» REQUIRED WORK: What you return should match the data below exactly, line for line.

» EXTRACTED ENTRIES:
⁂

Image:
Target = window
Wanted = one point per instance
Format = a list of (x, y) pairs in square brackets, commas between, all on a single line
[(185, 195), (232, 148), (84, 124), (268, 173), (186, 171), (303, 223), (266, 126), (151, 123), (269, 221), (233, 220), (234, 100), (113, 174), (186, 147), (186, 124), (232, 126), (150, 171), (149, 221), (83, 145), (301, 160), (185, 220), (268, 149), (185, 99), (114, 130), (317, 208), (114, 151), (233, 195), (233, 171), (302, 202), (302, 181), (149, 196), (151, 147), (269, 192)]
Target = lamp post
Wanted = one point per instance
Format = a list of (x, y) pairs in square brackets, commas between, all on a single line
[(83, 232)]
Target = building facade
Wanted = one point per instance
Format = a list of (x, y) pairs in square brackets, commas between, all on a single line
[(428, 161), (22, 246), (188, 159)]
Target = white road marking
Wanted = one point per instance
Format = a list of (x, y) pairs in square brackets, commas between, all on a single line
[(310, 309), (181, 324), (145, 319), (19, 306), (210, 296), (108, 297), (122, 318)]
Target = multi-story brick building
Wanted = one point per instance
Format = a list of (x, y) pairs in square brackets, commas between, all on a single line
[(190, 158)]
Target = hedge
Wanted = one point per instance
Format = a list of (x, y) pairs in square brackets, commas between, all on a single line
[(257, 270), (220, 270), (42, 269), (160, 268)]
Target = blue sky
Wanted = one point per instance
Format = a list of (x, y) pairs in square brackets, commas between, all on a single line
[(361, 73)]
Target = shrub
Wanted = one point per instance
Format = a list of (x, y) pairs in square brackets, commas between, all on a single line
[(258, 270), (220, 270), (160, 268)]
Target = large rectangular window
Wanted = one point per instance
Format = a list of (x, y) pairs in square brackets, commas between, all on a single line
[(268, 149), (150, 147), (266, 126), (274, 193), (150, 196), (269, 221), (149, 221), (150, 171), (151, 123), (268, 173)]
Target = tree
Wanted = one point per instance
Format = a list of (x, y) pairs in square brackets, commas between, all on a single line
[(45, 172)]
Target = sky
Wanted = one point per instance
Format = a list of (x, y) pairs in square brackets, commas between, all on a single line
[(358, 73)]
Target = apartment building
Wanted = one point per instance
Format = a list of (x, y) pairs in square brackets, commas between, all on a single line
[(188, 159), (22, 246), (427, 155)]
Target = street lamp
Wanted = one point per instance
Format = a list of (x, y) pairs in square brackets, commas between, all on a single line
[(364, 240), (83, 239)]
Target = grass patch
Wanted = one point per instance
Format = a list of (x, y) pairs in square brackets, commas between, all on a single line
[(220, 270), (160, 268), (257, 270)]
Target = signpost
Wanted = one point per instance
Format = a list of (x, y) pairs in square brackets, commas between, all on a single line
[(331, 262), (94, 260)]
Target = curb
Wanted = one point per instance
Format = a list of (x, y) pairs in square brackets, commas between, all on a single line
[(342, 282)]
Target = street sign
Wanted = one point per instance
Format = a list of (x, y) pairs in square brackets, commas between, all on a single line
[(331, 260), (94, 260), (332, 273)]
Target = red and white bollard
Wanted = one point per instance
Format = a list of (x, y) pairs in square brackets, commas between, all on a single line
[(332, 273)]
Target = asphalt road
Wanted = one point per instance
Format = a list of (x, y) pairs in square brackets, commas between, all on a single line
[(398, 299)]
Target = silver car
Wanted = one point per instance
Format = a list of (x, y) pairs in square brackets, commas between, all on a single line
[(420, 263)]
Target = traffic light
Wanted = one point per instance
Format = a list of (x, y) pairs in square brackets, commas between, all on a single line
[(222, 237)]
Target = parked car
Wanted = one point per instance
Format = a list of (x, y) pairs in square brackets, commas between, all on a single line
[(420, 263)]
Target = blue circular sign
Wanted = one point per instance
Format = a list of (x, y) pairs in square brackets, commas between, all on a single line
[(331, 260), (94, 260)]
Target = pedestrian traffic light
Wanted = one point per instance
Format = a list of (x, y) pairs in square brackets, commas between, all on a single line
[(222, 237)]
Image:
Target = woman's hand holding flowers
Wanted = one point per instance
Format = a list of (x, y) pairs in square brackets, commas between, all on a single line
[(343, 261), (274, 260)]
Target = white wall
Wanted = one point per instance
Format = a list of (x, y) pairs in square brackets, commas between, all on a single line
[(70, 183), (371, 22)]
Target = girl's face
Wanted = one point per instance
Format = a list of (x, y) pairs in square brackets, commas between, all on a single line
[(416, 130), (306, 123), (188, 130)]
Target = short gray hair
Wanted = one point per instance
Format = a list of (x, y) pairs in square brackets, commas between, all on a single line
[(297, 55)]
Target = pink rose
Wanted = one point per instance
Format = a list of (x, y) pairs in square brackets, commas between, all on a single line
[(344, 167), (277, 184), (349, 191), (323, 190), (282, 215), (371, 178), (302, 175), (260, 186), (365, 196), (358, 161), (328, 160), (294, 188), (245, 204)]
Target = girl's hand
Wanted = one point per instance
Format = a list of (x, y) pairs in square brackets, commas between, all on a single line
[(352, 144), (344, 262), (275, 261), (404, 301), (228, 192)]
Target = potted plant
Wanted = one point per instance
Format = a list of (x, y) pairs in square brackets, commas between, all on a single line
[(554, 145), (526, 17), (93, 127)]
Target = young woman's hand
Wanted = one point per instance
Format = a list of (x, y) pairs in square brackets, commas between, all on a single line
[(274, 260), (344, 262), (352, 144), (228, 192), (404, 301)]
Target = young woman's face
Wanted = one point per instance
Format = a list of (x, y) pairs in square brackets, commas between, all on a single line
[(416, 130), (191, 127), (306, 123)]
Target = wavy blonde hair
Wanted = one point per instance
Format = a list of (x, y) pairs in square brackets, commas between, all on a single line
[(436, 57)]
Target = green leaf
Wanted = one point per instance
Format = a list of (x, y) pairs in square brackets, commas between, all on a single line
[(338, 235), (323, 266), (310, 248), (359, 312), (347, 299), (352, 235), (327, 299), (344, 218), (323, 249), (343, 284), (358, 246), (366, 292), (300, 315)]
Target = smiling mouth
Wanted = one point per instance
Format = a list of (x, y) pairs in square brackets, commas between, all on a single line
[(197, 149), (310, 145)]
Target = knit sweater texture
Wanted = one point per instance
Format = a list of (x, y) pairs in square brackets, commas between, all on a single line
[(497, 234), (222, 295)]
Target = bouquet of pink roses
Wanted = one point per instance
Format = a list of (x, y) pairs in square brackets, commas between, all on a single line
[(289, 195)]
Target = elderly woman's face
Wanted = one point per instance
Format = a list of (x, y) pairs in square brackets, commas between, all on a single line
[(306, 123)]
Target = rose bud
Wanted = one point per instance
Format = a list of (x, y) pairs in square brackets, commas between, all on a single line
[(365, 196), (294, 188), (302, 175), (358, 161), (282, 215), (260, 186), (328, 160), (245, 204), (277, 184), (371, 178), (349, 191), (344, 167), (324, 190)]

⁂

» REPLY TO THE EXERCISE:
Image:
Target = window
Wanted = one point per instance
Format = a list of (x, y) pairs in square brackets, commas between, all on a single line
[(185, 195), (232, 148), (84, 124), (268, 173), (186, 171), (303, 223), (266, 126), (151, 123), (269, 221), (233, 220), (234, 100), (113, 174), (186, 147), (186, 124), (232, 126), (150, 171), (149, 221), (83, 145), (301, 160), (185, 220), (268, 149), (185, 99), (114, 130), (317, 208), (114, 151), (233, 195), (233, 171), (302, 202), (302, 181), (149, 196), (151, 147), (269, 192)]
Target = lamp post
Wanted = one point per instance
Format = a list of (x, y) pairs in square brackets, commas between, all on a single line
[(83, 232)]
Target = building facade
Wanted = one point per instance
Format = a list of (x, y) pairs in square brackets, commas between, all on a single line
[(428, 161), (22, 246), (188, 159)]
Target = white road marking
Wanted = one point per instance
Format = a list of (x, y) pairs in square brackets, commas between, all on a single line
[(310, 309), (181, 324), (145, 319), (19, 306), (210, 296), (108, 297), (122, 318)]
Target = multi-story brick building
Wanted = one point per instance
Format = a list of (x, y) pairs in square brackets, commas between, all on a single line
[(190, 158)]
Target = hedge
Wanted = one point per instance
Format = a list of (x, y) pairs in square brackets, commas between, all on a single line
[(257, 270), (220, 270), (42, 269), (160, 268)]
Target = blue sky
Wanted = one point per instance
Format = a list of (x, y) pairs in square brackets, commas between, all on a single line
[(361, 73)]
Target = shrub
Wanted = one point per instance
Format = a list of (x, y) pairs in square brackets, commas between, all on a single line
[(258, 270), (220, 270), (160, 268)]
Target = large rectangular window
Wanted = one point per instance
Format = a list of (x, y) pairs in square brackets, commas between, all on a single line
[(268, 149), (150, 147), (266, 126), (274, 193), (150, 196), (269, 221), (149, 221), (150, 171), (151, 123), (268, 173)]
Target = tree
Wanted = one point per instance
Format = a list of (x, y) pairs in square brackets, commas between, all on a single line
[(45, 172)]
Target = sky
Wanted = one point per instance
Format = a list of (x, y) pairs in square brackets, commas between, all on a single line
[(358, 73)]
Target = apartment building
Wanted = one point per instance
Format = a list of (x, y) pairs in square brackets, commas between, all on a single line
[(188, 159), (22, 246), (427, 155)]
Target = street lamp
Wanted = one point per instance
Format = a list of (x, y) pairs in square brackets, commas between, all on a single line
[(364, 240), (83, 239)]
Target = grass patch
Wanted = one point per instance
Format = a list of (x, y) pairs in square brackets, commas between, all on a single line
[(220, 270), (160, 268), (257, 270)]
Target = signpost
Wanted = one point per instance
Format = a list of (x, y) pairs in square brackets, commas between, all on a single line
[(331, 262), (94, 260)]
Target = curb
Wanted = one point per instance
Format = a list of (x, y) pairs in square brackets, commas between, all on a single line
[(342, 282)]
Target = street sign
Wanted = one point per instance
Format = a list of (x, y) pairs in square brackets, commas between, all on a single line
[(331, 260), (94, 260), (332, 273)]
Target = red and white bollard
Wanted = one point per instance
Format = a list of (x, y) pairs in square brackets, commas between, all on a single line
[(332, 273)]
Target = asphalt road
Wanted = one point per instance
Format = a list of (x, y) pairs in square brackets, commas between, all on a single line
[(398, 299)]
Target = silver car
Wanted = one point per instance
Format = a list of (x, y) pairs in square brackets, commas between, all on a single line
[(420, 263)]
Target = traffic light
Wanted = one point per instance
Format = a list of (x, y) pairs in square brackets, commas between, all on a single line
[(222, 237)]
Target = parked car
Wanted = one point per instance
Format = a list of (x, y) pairs in square brackets, commas between, all on a single line
[(420, 263)]
Target = blue circular sign
Wanted = one point per instance
Format = a list of (x, y) pairs in square brackets, commas between, all on a single line
[(331, 260), (94, 260)]
Target = pedestrian traffic light
Wanted = one point per instance
Format = a list of (x, y) pairs in square brackets, commas between, all on a single line
[(222, 237)]
Image:
Target = woman's hand holding flowers
Wanted = one point per instance
Format = a list of (x, y) pairs in square brackets, commas between, all on a single line
[(343, 261), (274, 260)]
Target = white wall
Wanted = one point per instance
Format = a list of (x, y) pairs in square brackets, commas between, all on a single line
[(70, 183), (371, 22)]
Target = girl's face
Wanted = one point per instance
Format = a list of (x, y) pairs in square brackets, commas between, all on a single line
[(416, 130), (306, 123), (188, 130)]
Target = short gray hair
Wanted = one point per instance
Format = a list of (x, y) pairs in square brackets, commas between, all on a single line
[(297, 55)]
Target = pink rose
Wanted = one point per instance
Format = a list of (x, y) pairs in square brackets, commas between, all on a single line
[(344, 167), (277, 184), (349, 191), (323, 190), (282, 215), (371, 178), (302, 175), (260, 186), (365, 196), (358, 161), (328, 160), (294, 188), (245, 204)]
Target = girl's hand
Wanted = one point per instance
Format = a list of (x, y) pairs in square brackets, commas between, all on a single line
[(352, 144), (344, 262), (275, 261), (404, 301), (228, 192)]
Target = potted plant
Wanted = one point per instance
Format = a list of (x, y) pairs in square brackets, commas between, all on a single line
[(554, 145), (526, 17), (93, 127)]
Target = young woman's hand
Wanted = one point per instance
Format = a list of (x, y) pairs in square brackets, commas between, all on a single line
[(274, 260), (344, 262), (352, 144), (228, 192), (404, 301)]
Target = young woman's face
Wanted = one point per instance
Format = a list of (x, y) pairs in square brackets, commas between, all on a single line
[(416, 130), (191, 127), (306, 123)]
Target = wavy blonde hair
Wanted = one point per instance
Format = a list of (x, y) pairs in square brackets, commas between, all on a single line
[(436, 57)]
Target = green leaf
Wanted = one point per instance
Format = a list of (x, y) pairs in square brackets, commas between, all on a single line
[(338, 235), (323, 266), (310, 248), (359, 312), (347, 299), (352, 235), (327, 299), (344, 218), (323, 249), (343, 284), (358, 246), (366, 292), (300, 315)]
Target = smiling mouth
Wanted = one point per instance
Format = a list of (x, y) pairs in square brackets, commas between, all on a single line
[(197, 149), (310, 145)]
Target = knit sweater texture
Wanted = one point per instance
Format = a list of (x, y) pairs in square brackets, commas between, all on a single line
[(497, 234), (222, 295)]
Target = bouquet of pink roses
Wanted = one point per instance
Format = a list of (x, y) pairs in square brackets, commas between, all on a single line
[(289, 195)]
Target = elderly woman's face
Wanted = one point per instance
Format = a list of (x, y) pairs in square brackets, commas between, all on a single line
[(306, 123)]
Target = rose bud
Wanted = one point per instance
Format = a list of (x, y) pairs in square brackets, commas between, all on a single line
[(365, 196), (294, 188), (302, 175), (358, 161), (282, 215), (260, 186), (328, 160), (245, 204), (277, 184), (371, 178), (349, 191), (344, 167), (324, 190)]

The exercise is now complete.